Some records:
+--
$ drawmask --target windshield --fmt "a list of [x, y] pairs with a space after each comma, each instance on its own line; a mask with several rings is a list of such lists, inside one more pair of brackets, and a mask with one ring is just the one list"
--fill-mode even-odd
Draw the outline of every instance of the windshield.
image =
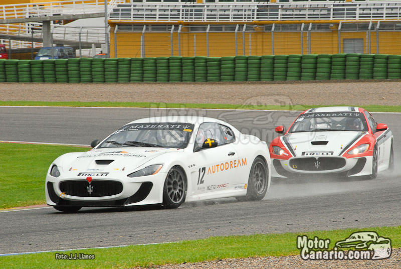
[[367, 131], [363, 114], [359, 112], [302, 114], [295, 120], [289, 132], [344, 130]]
[[[53, 56], [57, 56], [60, 49], [53, 49]], [[52, 57], [52, 49], [41, 49], [37, 56]]]
[[182, 122], [132, 123], [122, 126], [98, 148], [120, 147], [186, 148], [193, 124]]

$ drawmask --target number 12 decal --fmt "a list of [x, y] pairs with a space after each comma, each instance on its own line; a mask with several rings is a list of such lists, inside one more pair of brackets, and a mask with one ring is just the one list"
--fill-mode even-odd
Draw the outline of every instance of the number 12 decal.
[[[204, 183], [204, 177], [205, 177], [205, 173], [206, 172], [206, 168], [202, 167], [199, 169], [199, 176], [197, 177], [197, 185], [203, 184]], [[202, 177], [200, 177], [200, 174], [202, 174]]]

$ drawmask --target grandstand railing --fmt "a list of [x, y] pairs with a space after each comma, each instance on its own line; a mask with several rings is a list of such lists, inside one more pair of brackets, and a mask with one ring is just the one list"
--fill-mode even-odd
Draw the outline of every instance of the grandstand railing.
[[109, 13], [114, 22], [252, 22], [401, 20], [401, 1], [288, 3], [132, 3]]
[[[124, 2], [110, 0], [108, 7], [112, 8]], [[104, 13], [104, 1], [69, 0], [0, 6], [0, 18], [4, 20], [101, 13]]]

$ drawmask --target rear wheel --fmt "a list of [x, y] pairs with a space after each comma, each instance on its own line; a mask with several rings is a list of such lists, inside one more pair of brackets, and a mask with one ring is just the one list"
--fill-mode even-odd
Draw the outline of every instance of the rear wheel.
[[185, 201], [186, 182], [182, 170], [177, 167], [170, 169], [163, 188], [163, 203], [165, 208], [177, 208]]
[[59, 211], [66, 213], [75, 213], [82, 208], [82, 206], [58, 206], [57, 205], [53, 206], [53, 207], [54, 207], [55, 209], [57, 209]]
[[261, 157], [255, 158], [248, 178], [247, 195], [238, 197], [240, 201], [258, 201], [263, 199], [267, 191], [269, 171], [265, 161]]
[[373, 151], [372, 159], [372, 174], [369, 176], [370, 179], [374, 179], [377, 176], [377, 149], [375, 147]]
+--
Exercise instructions — Extract every line of the records above verbatim, omitting the pictures.

Answer to the problem —
$ drawmask --target windshield --fmt "a list of [x, y] pairs with a space after each comma, each instance on its own line; a mask with several rings is a list of such lists, inside one more pair of brackets, and a mask with one ring is just the one list"
--fill-mode even-odd
Draw the outline of every instance of the windshield.
image =
[[367, 131], [363, 114], [359, 112], [302, 114], [295, 120], [289, 132], [344, 130]]
[[[53, 56], [57, 56], [60, 49], [53, 49]], [[52, 57], [52, 49], [41, 49], [37, 56]]]
[[182, 122], [132, 123], [122, 126], [98, 148], [120, 147], [186, 148], [193, 124]]

$ drawmask --target number 12 decal --fmt "a list of [x, y] pairs with a space after each comma, each instance on its own line; a mask with several rings is a list of such lists, inside one more pair of brackets, and a mask with one ring is just the one list"
--fill-mode even-odd
Draw the outline of every instance of the number 12 decal.
[[[204, 183], [204, 177], [205, 177], [205, 173], [206, 172], [206, 168], [202, 167], [199, 169], [199, 176], [197, 177], [197, 185], [203, 184]], [[202, 177], [200, 177], [200, 174], [202, 174]]]

$ drawmask --target grandstand railing --fmt "a list of [x, y] pairs with a space after each comma, each instance on its own line; a mask with several rings is a list of such lists, inside one more pair of brackets, and a mask with one ring is just the one list"
--fill-mode even-odd
Draw the outline of every instance of the grandstand railing.
[[109, 13], [114, 22], [252, 22], [401, 20], [401, 1], [288, 3], [132, 3]]
[[[124, 2], [110, 0], [108, 7], [112, 8]], [[104, 13], [104, 1], [69, 0], [0, 6], [0, 18], [4, 20], [101, 13]]]

$ drawmask --target rear wheel --fmt "a list of [x, y] pairs with a space after each comma, each instance on its own line; a mask with several rings is a list of such lists, inside one more pair of brackets, and a mask with one ring is just the one list"
--fill-mode even-odd
Draw the outline of every instance of the rear wheel.
[[185, 201], [186, 182], [182, 170], [177, 167], [170, 169], [163, 188], [163, 203], [165, 208], [177, 208]]
[[59, 211], [66, 213], [75, 213], [82, 208], [82, 206], [58, 206], [57, 205], [53, 206], [53, 207], [54, 207], [55, 209], [57, 209]]
[[261, 157], [255, 158], [248, 178], [247, 195], [238, 197], [240, 201], [258, 201], [263, 199], [267, 191], [269, 171], [265, 161]]
[[373, 151], [372, 159], [372, 174], [369, 176], [370, 179], [374, 179], [377, 176], [377, 149], [375, 147]]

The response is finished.